— start of SUPPLIED ENTRIES —
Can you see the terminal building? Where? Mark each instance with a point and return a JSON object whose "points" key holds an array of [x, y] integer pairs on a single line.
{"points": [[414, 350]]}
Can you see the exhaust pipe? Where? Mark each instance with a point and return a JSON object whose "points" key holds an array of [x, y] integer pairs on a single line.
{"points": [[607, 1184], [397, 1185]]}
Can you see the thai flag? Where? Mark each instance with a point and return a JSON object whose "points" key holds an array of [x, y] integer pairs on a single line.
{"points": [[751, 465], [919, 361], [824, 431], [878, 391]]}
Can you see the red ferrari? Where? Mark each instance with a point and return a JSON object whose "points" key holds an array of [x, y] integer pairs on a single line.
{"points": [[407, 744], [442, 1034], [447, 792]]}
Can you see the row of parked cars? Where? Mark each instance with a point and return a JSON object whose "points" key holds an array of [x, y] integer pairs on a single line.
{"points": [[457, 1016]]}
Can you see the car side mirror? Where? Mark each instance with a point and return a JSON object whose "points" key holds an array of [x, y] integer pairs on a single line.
— end of SUPPLIED ENTRIES —
GIVEN INSTRUCTION ▸ Return the lines from the line containing "Can you see the thai" to the end of the entries above, exactly as they appear and with no other output.

THE COMPLETED TASK ▸
Can you see the thai flag? Where? Mark each instance with a point and return a JSON object whose "points" key holds an array of [x, y] integer pairs on a single line.
{"points": [[751, 465], [919, 361], [824, 431], [878, 391]]}
Can you see the red ferrari? Where? Mark each instance with a point and return a JSON object whose "points" key holds an array of [x, y] integer pairs on a single line.
{"points": [[407, 744], [442, 1034], [447, 792]]}
Can you see the row of parked cars? Where? Mark each instance with a point and return a JSON object whose "points" key holds an array of [x, y] integer pairs on a single line.
{"points": [[457, 1016]]}
Can you see the car side mirror? Where? Mark each instance with a point and return a JSON object whose "points" key holds an array of [x, y] integer pairs on a single line.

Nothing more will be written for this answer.